- AUFGABEN UND ÜBUNGEN -
1 > Wen lässt das Kabinett laut dem Protokollauszug aus der Kabinettssitzung den zuvor beratenen Punkt vertreten?
2 > Führen Sie den Protokollauszug aus der Kabinettssitzung im selben Stil weiter, beginnend nach seinem letzten Satz.

Ministerialrat von Miller fügt ergänzend hinzu, der Gesetzentwurf der SPD wahre erstaunlicherweise die Rechte der Länder viel mehr, als der Entwurf der Bundesregierung.18 Er glaube, Bundesminister Wildermuth habe unnötigerweise diesen Entwurf zu einer Prestigesache gemacht. Er müsse es jedenfalls bedauern, daß jetzt neue Schwierigkeiten aufträten, nachdem sich das Verfahren in Bayern sehr gut eingespielt habe.

Das Kabinett beschließt, diesen Punkt durch Herrn Staatsminister Dr. Seidel vertreten zu lassen.19

8. Gesetz über den Bundesfinanzhof20

Es wird festgestellt, daß hier keine Bedenken bestehen.

- DATENABSCHNITT -
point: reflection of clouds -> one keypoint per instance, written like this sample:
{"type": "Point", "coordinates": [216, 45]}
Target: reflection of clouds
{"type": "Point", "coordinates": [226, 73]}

- LÖSUNGEN -
1 > Herrn Staatsminister Dr. Seidel.

2 >
9. Gesetz über die Finanzverwaltung21

Staatssekretär Dr. Müller erklärt, hier habe das Staatsministerium der Finanzen Einwendungen zu erheben, der Entwurf werde am Donnerstag nochmals im Finanzausschuß besprochen.22

10. Gesetz zur Regelung der Kriegsfolgelasten23 In dieser Sache ist nichts weiteres veranlaßt.

11. Gesetz über den Lohnsteuerjahresausgleich für das Kalenderjahr 194924

12. 2. Verordnung zur Durchführung des Gesetzes über eine landwirtschaftliche Betriebszählung im Vereinigten Wirtschaftsgebiet25

13. Entwurf einer Anordnung über Stundung und Vergütung von Tabaksteuern für Zigarren26

Zu diesen drei Punkten wird festgestellt, daß Einwendungen nicht zu erheben sind.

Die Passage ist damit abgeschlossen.